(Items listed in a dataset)
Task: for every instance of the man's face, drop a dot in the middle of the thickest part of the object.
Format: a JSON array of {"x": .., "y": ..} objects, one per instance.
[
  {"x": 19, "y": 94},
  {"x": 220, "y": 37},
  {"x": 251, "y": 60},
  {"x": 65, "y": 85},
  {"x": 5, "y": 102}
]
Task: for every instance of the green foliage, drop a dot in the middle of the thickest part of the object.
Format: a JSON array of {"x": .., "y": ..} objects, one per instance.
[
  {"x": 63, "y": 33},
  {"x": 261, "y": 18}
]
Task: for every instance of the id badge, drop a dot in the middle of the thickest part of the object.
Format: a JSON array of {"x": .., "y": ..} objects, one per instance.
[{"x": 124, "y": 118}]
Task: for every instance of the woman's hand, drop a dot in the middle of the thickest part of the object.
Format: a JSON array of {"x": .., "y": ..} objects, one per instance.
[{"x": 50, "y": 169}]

==

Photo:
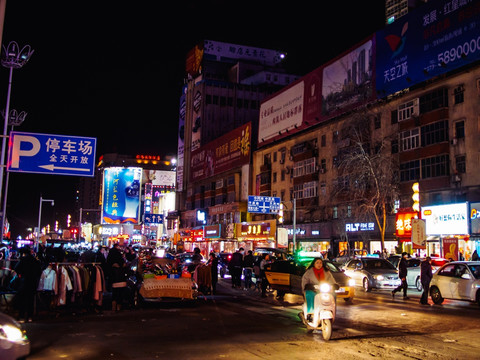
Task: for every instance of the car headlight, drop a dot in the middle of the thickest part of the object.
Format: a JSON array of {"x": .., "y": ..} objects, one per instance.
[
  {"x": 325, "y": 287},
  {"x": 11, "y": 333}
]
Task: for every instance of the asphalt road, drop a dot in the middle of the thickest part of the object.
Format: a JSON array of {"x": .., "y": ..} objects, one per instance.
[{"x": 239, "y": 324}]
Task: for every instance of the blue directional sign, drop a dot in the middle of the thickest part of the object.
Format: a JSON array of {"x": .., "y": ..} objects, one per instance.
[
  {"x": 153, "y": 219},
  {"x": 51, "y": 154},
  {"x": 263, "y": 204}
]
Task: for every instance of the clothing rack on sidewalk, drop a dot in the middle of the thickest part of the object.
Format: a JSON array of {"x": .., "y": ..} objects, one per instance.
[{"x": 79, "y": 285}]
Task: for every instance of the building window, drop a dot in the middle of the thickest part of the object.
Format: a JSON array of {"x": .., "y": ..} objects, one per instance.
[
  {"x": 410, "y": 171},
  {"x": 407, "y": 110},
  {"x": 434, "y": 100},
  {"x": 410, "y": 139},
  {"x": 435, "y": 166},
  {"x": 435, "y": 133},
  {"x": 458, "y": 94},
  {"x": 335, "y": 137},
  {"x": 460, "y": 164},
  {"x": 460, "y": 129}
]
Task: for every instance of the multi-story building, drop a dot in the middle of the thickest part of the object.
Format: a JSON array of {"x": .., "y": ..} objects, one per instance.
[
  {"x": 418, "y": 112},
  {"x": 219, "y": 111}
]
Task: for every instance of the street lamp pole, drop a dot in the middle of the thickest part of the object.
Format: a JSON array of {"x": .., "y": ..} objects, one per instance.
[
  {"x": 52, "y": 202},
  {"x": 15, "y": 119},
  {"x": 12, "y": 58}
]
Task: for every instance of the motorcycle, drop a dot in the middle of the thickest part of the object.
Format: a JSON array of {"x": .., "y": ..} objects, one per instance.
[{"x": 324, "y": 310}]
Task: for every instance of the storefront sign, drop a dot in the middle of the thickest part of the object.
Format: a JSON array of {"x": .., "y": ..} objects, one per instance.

...

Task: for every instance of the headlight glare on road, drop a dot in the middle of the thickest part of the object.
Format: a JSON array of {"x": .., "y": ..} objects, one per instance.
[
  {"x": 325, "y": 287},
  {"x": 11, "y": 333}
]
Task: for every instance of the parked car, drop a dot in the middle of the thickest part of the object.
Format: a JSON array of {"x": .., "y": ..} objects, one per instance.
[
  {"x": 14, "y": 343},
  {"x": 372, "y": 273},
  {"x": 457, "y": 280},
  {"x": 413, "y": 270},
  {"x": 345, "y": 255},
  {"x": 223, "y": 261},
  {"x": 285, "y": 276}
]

YOUR ASSIGNMENT
In the entries above, find each line with "building" and copy it.

RESPONSE TO THIS EXERCISE
Task: for every instance of the building window, drop a dot in the middle of the thickest part of the object.
Task: for every instance of the multi-story building, drop a dot in the middle of the thickest part of the object.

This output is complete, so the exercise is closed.